>> begin RECORDS PROVIDED
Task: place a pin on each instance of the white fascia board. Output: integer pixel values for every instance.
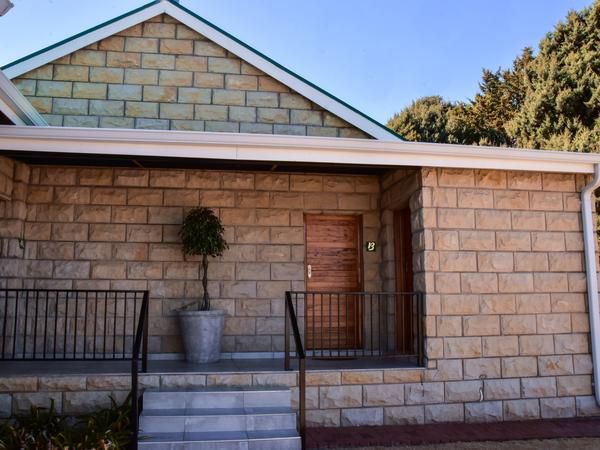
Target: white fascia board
(84, 40)
(272, 148)
(16, 107)
(324, 101)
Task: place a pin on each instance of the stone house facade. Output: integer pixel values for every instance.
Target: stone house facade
(497, 246)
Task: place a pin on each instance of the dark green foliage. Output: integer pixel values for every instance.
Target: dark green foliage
(561, 109)
(44, 429)
(425, 120)
(202, 234)
(547, 101)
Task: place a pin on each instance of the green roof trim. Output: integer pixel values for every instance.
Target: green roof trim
(78, 35)
(220, 30)
(301, 78)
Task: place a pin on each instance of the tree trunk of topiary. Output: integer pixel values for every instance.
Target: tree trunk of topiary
(205, 306)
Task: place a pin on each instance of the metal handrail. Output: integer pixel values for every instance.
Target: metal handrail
(291, 319)
(95, 325)
(359, 325)
(141, 339)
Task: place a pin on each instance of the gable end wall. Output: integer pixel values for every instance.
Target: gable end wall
(160, 74)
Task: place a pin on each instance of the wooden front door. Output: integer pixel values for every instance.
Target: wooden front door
(404, 280)
(333, 264)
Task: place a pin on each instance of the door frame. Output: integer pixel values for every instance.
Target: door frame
(359, 237)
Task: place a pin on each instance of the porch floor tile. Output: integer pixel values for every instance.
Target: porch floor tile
(40, 368)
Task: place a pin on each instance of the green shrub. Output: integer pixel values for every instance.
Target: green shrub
(202, 234)
(45, 429)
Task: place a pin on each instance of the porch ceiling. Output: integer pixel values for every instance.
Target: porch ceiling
(149, 162)
(290, 150)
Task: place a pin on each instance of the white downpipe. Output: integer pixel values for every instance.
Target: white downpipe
(589, 241)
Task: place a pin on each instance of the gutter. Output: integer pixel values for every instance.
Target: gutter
(277, 148)
(589, 241)
(16, 107)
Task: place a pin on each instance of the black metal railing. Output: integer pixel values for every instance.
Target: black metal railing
(291, 320)
(69, 325)
(140, 343)
(359, 325)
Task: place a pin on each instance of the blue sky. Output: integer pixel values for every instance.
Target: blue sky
(378, 55)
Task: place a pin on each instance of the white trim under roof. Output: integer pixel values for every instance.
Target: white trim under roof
(16, 107)
(273, 148)
(230, 43)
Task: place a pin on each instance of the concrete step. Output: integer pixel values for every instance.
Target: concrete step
(219, 419)
(229, 440)
(212, 399)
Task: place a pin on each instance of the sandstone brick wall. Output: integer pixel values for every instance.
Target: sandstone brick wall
(498, 254)
(103, 228)
(13, 191)
(505, 285)
(333, 397)
(162, 75)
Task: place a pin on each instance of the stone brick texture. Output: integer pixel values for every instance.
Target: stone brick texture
(105, 228)
(497, 254)
(160, 74)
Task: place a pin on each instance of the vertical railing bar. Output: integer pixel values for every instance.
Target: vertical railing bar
(85, 326)
(302, 399)
(75, 328)
(95, 323)
(55, 324)
(4, 319)
(15, 323)
(124, 321)
(146, 309)
(66, 321)
(339, 336)
(330, 326)
(286, 337)
(371, 321)
(115, 326)
(135, 319)
(104, 331)
(46, 325)
(33, 349)
(25, 324)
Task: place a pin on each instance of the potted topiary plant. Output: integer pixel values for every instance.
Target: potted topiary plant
(202, 328)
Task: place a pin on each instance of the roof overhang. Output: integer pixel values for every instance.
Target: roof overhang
(272, 148)
(16, 107)
(244, 51)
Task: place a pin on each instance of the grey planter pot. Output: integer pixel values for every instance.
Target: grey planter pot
(202, 332)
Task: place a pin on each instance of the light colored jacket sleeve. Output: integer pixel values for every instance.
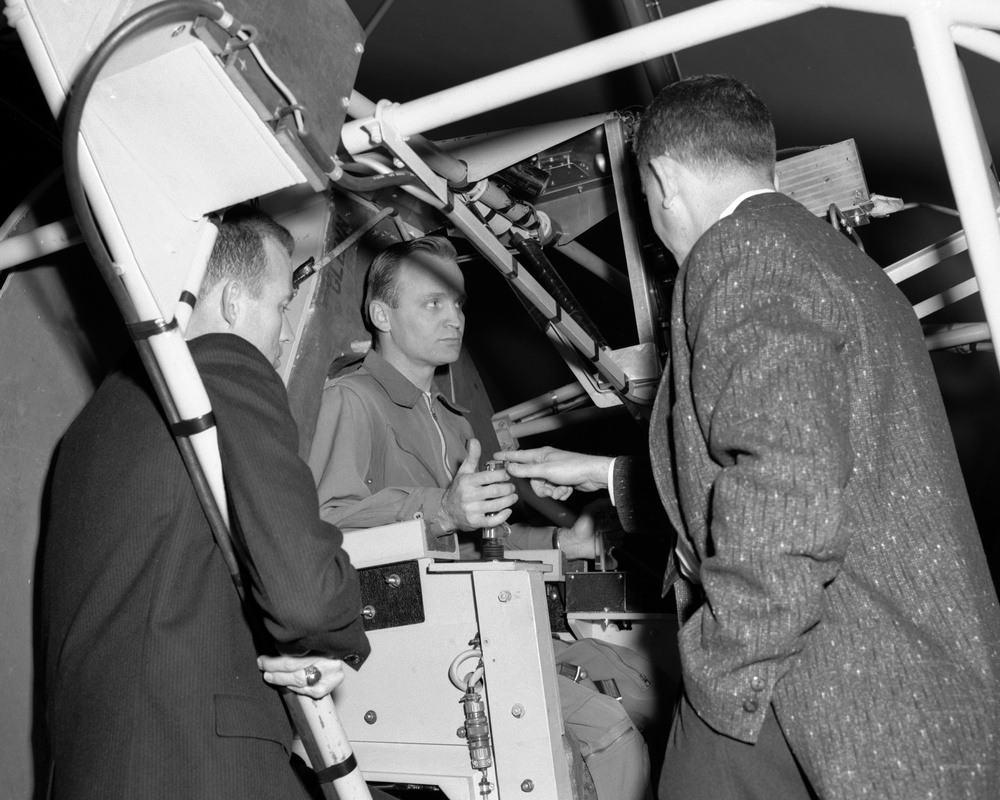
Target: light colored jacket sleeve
(342, 457)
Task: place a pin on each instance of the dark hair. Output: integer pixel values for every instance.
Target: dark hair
(382, 282)
(714, 122)
(239, 249)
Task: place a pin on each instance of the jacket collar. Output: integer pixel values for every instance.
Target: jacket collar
(399, 388)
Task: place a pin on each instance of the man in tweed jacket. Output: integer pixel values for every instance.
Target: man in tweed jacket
(840, 629)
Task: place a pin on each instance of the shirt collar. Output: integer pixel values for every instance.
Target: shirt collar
(399, 388)
(735, 204)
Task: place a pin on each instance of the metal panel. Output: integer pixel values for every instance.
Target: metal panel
(830, 175)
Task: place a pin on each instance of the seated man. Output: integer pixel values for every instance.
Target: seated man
(389, 447)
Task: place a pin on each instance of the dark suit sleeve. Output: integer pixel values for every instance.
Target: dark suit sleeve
(636, 497)
(299, 575)
(770, 380)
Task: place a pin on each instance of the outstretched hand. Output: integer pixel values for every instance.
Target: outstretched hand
(472, 495)
(293, 672)
(555, 473)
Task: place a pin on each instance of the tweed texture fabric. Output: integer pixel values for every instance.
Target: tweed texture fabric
(800, 443)
(151, 683)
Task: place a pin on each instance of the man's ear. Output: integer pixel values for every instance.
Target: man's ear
(377, 313)
(232, 302)
(664, 171)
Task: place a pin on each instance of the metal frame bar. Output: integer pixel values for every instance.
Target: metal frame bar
(936, 29)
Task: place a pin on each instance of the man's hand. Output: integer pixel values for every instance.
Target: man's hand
(294, 672)
(555, 473)
(472, 495)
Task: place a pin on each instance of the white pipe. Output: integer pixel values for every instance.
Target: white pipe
(962, 148)
(545, 402)
(619, 50)
(952, 295)
(986, 43)
(956, 335)
(39, 242)
(928, 257)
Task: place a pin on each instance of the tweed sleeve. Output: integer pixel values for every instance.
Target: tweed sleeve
(296, 569)
(769, 378)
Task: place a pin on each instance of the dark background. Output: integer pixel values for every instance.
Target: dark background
(827, 75)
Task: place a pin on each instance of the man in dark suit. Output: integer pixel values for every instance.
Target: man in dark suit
(840, 632)
(152, 687)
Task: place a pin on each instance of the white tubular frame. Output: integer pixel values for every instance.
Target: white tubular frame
(936, 26)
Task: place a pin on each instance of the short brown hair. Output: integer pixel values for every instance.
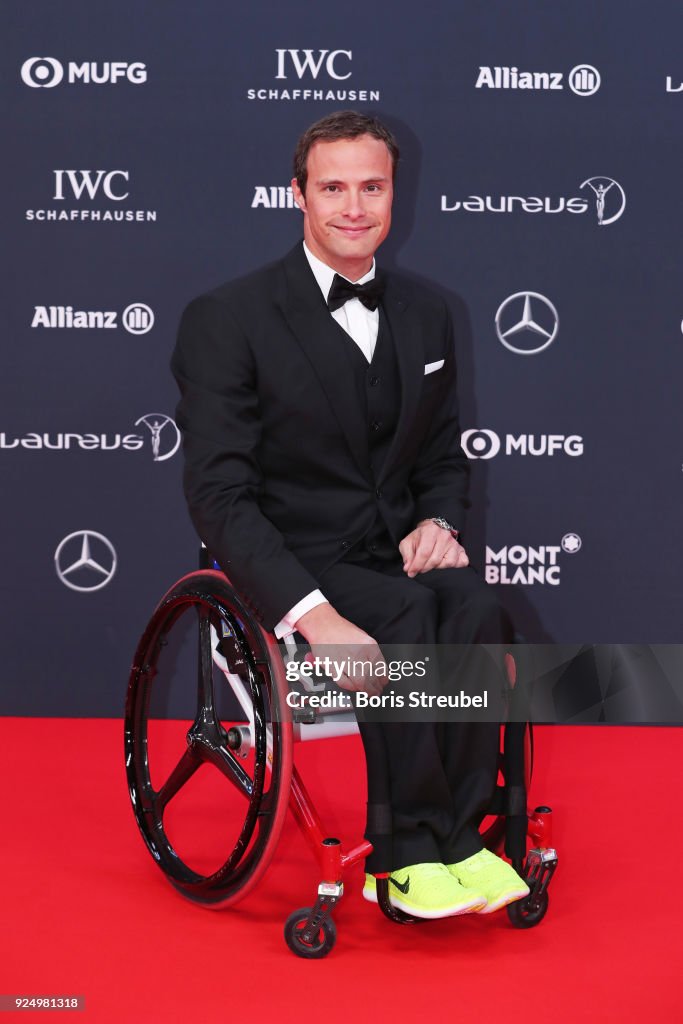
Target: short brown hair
(341, 124)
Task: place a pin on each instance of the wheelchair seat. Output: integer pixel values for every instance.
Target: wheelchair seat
(204, 659)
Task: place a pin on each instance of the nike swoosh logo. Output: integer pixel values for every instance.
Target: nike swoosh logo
(401, 888)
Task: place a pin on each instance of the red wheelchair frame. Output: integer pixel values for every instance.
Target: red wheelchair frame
(255, 754)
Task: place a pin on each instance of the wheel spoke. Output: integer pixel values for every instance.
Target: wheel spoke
(205, 688)
(183, 771)
(232, 770)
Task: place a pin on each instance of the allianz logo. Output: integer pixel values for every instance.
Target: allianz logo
(273, 198)
(136, 318)
(584, 80)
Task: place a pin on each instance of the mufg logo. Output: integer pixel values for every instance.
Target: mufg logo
(46, 73)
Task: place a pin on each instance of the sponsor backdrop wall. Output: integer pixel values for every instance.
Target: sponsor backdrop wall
(147, 158)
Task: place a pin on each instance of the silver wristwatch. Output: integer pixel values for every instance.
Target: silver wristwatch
(444, 524)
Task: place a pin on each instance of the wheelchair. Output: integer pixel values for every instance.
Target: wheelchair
(204, 658)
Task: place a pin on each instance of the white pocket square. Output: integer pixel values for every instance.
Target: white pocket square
(430, 368)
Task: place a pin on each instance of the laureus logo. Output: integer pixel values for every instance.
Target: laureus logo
(602, 186)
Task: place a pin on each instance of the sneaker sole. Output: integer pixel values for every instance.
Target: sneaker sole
(476, 904)
(505, 899)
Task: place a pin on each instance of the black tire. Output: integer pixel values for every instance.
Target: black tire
(255, 787)
(521, 915)
(323, 943)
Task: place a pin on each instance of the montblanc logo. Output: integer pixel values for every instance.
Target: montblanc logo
(483, 443)
(312, 73)
(161, 434)
(273, 198)
(136, 318)
(88, 186)
(516, 563)
(46, 73)
(608, 202)
(584, 80)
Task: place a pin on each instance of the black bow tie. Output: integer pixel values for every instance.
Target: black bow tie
(342, 290)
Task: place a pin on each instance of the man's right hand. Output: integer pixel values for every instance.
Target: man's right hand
(330, 635)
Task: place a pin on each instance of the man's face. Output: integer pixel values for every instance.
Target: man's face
(347, 206)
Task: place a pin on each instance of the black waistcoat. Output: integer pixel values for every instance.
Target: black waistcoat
(378, 389)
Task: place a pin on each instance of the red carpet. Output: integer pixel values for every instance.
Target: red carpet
(87, 912)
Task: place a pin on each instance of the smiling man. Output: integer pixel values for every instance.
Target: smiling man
(325, 473)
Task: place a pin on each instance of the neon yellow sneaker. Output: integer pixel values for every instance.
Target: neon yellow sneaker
(489, 875)
(427, 891)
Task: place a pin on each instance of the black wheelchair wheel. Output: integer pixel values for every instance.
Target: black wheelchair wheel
(208, 747)
(323, 942)
(524, 913)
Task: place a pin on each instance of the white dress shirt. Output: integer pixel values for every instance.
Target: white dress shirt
(363, 326)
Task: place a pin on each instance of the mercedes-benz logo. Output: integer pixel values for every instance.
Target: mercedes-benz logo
(584, 80)
(156, 422)
(480, 443)
(87, 557)
(538, 318)
(601, 185)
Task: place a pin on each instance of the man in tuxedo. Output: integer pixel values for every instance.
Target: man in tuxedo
(325, 473)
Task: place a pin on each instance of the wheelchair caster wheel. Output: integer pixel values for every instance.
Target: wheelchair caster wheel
(523, 914)
(323, 941)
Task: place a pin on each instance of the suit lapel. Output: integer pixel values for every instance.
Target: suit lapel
(308, 317)
(407, 332)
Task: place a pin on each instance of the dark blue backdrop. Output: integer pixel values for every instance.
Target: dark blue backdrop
(179, 122)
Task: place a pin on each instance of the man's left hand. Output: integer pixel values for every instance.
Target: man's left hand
(431, 547)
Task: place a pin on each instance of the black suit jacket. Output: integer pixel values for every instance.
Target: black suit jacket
(278, 474)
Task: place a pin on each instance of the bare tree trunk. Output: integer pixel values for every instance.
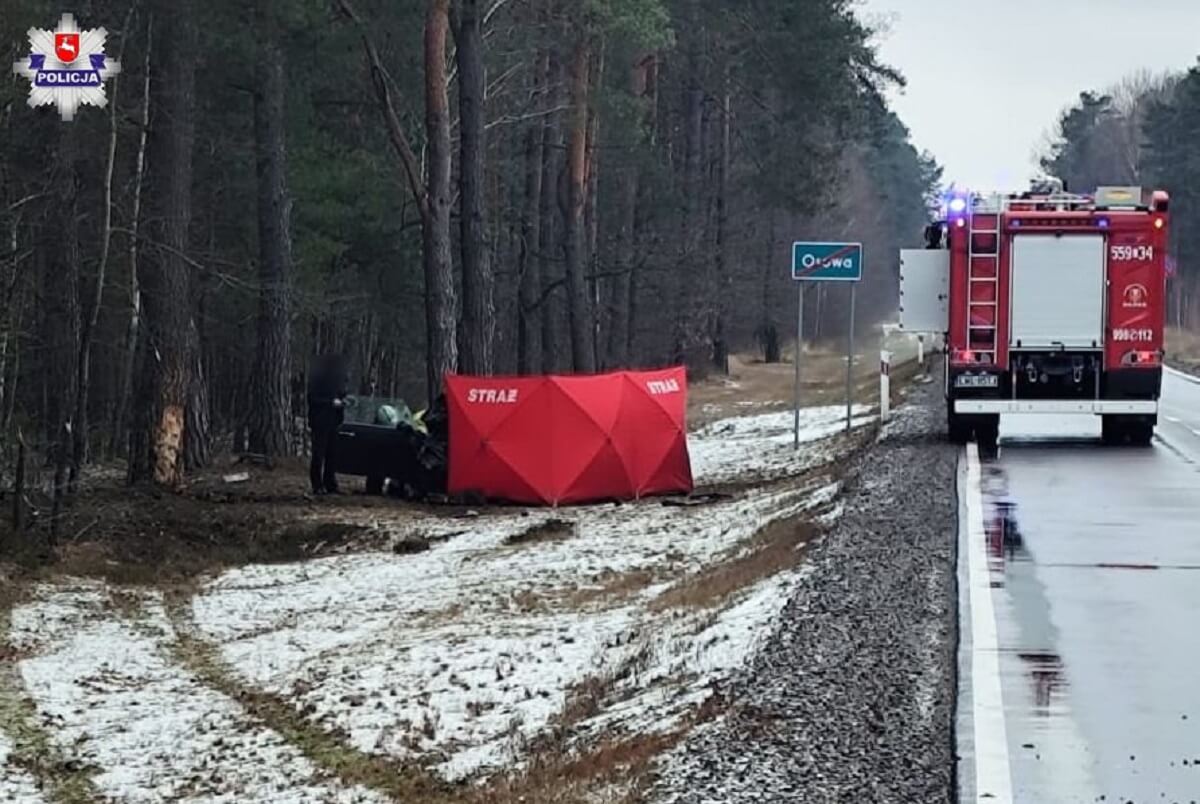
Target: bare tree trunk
(685, 295)
(61, 323)
(528, 324)
(582, 352)
(432, 198)
(441, 323)
(592, 204)
(10, 401)
(724, 285)
(478, 304)
(9, 283)
(767, 333)
(619, 340)
(270, 399)
(171, 347)
(132, 333)
(551, 268)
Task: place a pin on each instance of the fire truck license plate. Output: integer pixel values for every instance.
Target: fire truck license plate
(976, 381)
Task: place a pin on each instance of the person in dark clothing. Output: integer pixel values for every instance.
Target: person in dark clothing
(327, 403)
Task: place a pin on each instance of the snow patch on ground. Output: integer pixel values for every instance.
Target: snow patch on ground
(466, 651)
(457, 655)
(117, 701)
(16, 785)
(762, 445)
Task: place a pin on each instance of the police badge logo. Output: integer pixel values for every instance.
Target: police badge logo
(67, 67)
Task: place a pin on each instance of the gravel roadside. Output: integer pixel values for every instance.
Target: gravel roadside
(851, 699)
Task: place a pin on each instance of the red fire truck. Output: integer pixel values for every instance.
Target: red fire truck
(1049, 303)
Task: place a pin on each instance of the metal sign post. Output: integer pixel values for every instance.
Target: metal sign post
(799, 342)
(826, 262)
(850, 364)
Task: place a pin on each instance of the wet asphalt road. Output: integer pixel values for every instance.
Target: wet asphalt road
(1092, 568)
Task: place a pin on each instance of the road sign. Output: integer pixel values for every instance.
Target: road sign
(827, 262)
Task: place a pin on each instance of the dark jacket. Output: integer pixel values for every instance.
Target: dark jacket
(325, 384)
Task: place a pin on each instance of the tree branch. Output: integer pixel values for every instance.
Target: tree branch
(381, 81)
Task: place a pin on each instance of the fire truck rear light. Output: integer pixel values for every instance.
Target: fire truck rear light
(1141, 359)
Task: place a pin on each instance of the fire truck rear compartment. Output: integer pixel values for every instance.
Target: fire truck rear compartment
(1057, 299)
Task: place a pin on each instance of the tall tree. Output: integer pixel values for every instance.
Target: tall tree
(478, 333)
(528, 324)
(270, 397)
(579, 306)
(171, 355)
(441, 324)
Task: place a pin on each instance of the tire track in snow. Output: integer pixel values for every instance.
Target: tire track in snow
>> end RECORDS PROVIDED
WHAT THE TASK ASKS »
Reproduce the listing verbatim, beginning with the line that contains "compartment. Output: integer pixel values for every instance." and continuing through the final line of the listing.

SOLUTION FOR THIS TASK »
Task: place a pin on each instance of the fire truck rear compartment. Output: integer pixel values for every instance.
Target: fire truck rear compartment
(1057, 299)
Task: place a pin on each instance of the tall tree. Output: integer pixel values for every instance.
Target: tall tree
(478, 333)
(528, 324)
(270, 397)
(579, 306)
(171, 355)
(441, 324)
Task: place a pin on each instance of the tire track in snow. Output: integer pixel values for every instance.
Target: tire track in snow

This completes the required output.